> **Aufgabe 1**: Fasse den Absatz des Artikels zum „Vermummungsverbot“, der mit „Sie zeigt sich gegenüber der taz skeptisch“ beginnt, als kurze Stichpunktliste zusammen, ohne die Hauptfakten zu verlieren.
> **Aufgabe 2**: Übertrage den Satz „Die Verwendung von Pseudonymen soll aber weiterhin zulässig sein.“ aus dem Artikel zum „Vermummungsverbot“ ins Englische.

> **Textauszug**:
„Vermummungsverbot“ in Online-Foren: Weniger Anonymität, weniger Hass?
Österreichs Bundesregierung will, dass User sich zu erkennen geben – mit ihrer Handynummer beim Provider. Netzexperten sind skeptisch.
Kolportiert wird, dass alle Nutzer von sozialen Medien beim Provider ihre Handynummer hinterlegen müssen. Die Verwendung von Pseudonymen soll aber weiterhin zulässig sein. „Was macht jemand, der kein Handy hat?“, fragt die Journalistin Ingrid Brodnig, die 2016 ein Buch über Hass im Netz geschrieben hat. Den Vermarktungsbegriff „Vermummungsverbot“, den die Regierung in die Welt gesetzt hat, hält Brodnig für eine geniale Bezeichnung: „Das klingt gut, nur was das konkret für die Bürger bedeutet, ist eine Identifikationspflicht im Internet – auch für all jene, die vollkommen sachlich und fair posten.“
Sie zeigt sich gegenüber der taz skeptisch, dass die Einschränkung der Anonymität im Netz die gewünschten Erfolge bringt, und verweist auf das Beispiel Südkorea, wo 2007 ein ähnliches Gesetz beschlossen wurde: „Jeder südkoreanische Bürger hat eine 13-stellige Einwohnernummer. Und wer auf großen Webseiten posten wollte, musste diese Nummer angeben. Man durfte zwar weiterhin Pseudonyme verwenden, aber bei Beschwerden war die Person sofort ausforschbar.“
Die Folgen seien „kreativere Beleidigungen“ gewesen. Und Hacker hätten die privaten Daten von 35 Millionen Südkoreanern erbeutet. 2012 habe der Verfassungsgerichtshof das Gesetz aufgehoben. Eine massive Abnahme illegaler Postings habe sich nicht gezeigt, so Brodig. Über Details gab sich Österreichs Medienminister Gernot Blümel (ÖVP) noch zugeknöpft. Man werde noch über „finale Ergebnisse informieren“, hieß es aus seinem Büro. Betroffen wären vermutlich auch die Online-Foren mehrerer Medien.
Darunter Der Standard, ein Pionier auf dem Sektor, der eines der lebendigsten Foren Österreichs betreibt. „Weniger Anonymität hilft nicht gegen Hasspostings“, meint man bei den liberalen NEOS. Die ehemalige Grünen-Abgeordnete Sigi Maurer wurde vergangenes Jahr mit unter Klarnamen geschriebenen sexistischen Postings belästigt. Ingrid Brodnig meint, es gebe auch mildere Mittel. Denn schon jetzt habe die Polizei die Möglichkeit, die IP-Adressen von Postern zu ermitteln.

[Gespeicherte Einträge]
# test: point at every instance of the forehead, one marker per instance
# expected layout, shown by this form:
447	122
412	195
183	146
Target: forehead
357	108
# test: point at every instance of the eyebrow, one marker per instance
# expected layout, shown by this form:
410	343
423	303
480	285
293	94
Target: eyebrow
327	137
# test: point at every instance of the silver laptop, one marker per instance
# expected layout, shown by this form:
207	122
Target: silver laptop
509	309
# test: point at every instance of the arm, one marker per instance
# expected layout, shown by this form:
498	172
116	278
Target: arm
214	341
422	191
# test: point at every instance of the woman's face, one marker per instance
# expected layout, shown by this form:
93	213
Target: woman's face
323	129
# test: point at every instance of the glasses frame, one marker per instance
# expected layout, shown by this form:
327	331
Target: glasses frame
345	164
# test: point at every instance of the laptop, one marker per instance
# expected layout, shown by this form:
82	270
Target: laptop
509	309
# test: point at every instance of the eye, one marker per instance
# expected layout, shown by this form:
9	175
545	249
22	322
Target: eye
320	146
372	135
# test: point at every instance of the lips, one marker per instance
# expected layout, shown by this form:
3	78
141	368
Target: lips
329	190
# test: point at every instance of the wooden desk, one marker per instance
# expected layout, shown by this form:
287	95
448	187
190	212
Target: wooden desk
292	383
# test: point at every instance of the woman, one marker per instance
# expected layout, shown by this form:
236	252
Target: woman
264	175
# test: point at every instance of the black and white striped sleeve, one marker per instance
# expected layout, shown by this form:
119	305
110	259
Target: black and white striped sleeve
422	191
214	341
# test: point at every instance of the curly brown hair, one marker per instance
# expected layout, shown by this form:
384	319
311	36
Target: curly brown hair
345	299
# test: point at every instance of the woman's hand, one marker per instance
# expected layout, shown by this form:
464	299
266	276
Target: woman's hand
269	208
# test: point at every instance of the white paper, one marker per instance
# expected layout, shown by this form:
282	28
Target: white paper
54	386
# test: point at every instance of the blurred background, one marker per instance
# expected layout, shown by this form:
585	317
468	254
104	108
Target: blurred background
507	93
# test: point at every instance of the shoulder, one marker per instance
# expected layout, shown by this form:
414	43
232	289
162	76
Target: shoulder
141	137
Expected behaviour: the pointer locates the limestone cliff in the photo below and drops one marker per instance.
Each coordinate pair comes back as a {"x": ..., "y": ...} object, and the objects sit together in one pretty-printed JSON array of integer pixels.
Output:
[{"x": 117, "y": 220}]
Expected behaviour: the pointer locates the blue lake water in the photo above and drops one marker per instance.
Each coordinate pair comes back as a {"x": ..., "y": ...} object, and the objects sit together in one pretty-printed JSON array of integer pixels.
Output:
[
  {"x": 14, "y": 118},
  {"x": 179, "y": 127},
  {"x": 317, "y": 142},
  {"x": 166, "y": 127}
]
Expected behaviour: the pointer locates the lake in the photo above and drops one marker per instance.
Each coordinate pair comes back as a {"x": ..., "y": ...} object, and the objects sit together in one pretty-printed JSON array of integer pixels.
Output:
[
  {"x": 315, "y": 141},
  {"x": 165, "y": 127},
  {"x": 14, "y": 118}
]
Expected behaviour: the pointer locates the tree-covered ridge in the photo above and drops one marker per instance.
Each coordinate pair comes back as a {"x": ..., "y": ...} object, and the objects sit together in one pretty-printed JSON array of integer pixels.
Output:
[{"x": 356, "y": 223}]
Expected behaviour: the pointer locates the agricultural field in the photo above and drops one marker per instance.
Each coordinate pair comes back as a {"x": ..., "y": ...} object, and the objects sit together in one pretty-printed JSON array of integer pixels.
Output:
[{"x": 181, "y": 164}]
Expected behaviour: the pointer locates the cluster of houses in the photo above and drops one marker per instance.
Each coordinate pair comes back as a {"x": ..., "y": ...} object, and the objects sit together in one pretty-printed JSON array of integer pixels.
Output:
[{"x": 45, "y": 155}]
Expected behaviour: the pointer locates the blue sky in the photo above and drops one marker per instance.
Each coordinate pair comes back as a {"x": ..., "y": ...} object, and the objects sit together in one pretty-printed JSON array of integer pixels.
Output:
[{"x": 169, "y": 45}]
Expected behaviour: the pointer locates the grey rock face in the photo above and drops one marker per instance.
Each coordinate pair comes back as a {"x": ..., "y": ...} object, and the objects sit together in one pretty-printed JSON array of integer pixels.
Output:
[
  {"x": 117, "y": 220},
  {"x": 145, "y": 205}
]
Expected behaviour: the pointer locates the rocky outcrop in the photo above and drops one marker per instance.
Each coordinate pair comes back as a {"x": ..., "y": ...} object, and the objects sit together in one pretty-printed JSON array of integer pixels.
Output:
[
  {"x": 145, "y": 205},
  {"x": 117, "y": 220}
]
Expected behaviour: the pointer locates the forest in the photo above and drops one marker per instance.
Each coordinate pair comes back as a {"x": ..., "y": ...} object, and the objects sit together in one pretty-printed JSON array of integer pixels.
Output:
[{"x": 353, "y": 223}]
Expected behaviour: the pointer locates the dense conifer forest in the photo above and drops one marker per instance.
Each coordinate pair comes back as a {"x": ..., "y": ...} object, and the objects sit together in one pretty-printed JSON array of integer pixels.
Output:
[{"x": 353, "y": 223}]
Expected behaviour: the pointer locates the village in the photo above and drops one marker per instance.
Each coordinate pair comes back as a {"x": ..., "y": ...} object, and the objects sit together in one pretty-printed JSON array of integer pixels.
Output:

> **Lösung 1**:
- Ingrid Brodnig äußert gegenüber der taz Zweifel, dass weniger Anonymität im Netz die gewünschten Erfolge bringt.
- Als Beispiel nennt sie Südkorea, wo 2007 ein ähnliches Gesetz beschlossen wurde.
- Jeder südkoreanische Bürger hat eine 13-stellige Einwohnernummer, die beim Posten auf großen Webseiten angegeben werden musste.
- Pseudonyme blieben erlaubt, doch bei Beschwerden ließ sich die Person sofort ausforschen.

> **Lösung 2**: However, the use of pseudonyms is to remain permitted.